To do
Output the entries as they appear, skipping images.

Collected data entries
★ ★ ★ ★
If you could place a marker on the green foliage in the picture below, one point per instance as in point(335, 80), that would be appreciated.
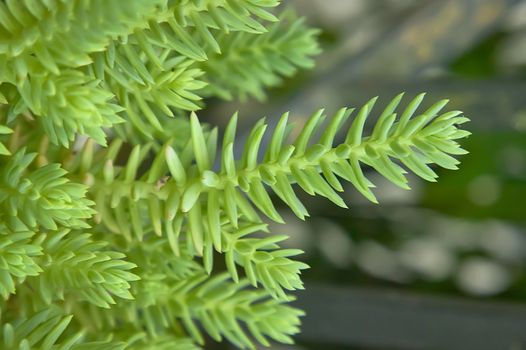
point(125, 222)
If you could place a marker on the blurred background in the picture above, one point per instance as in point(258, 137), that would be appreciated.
point(442, 266)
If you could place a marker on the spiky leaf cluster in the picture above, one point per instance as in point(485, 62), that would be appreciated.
point(125, 221)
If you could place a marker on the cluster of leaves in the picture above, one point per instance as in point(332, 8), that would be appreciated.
point(112, 213)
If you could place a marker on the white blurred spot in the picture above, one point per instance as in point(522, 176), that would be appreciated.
point(429, 258)
point(482, 277)
point(381, 262)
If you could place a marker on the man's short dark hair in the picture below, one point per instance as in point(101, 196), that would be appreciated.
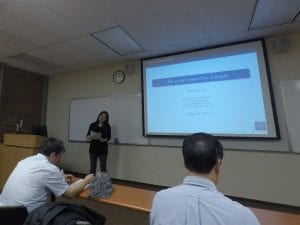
★ ★ ★ ★
Output for this task
If you could place a marker on the green foliage in the picture below, one point per instance as in point(335, 80), that would be appreciated.
point(125, 222)
If you could place a marker on the blurred background in the picture above, one point per instance as in point(258, 137), that would be appreciated.
point(442, 266)
If you could place a marker on the spiky leaf cluster in the picture above, one point per instance as in point(485, 62), that would be appreciated.
point(125, 221)
If you could place a marker on the cluster of leaves in the picture above, one point per instance as in point(332, 8), that would be appreciated.
point(112, 213)
If you could place a marker on the white blurred spot in the picture above, one point per instance as in point(522, 176), that would be appreciated.
point(429, 258)
point(482, 277)
point(381, 262)
If you could place a marker on the man's short dark hair in the picture below, one point per instance as in point(101, 196), that would be appreciated.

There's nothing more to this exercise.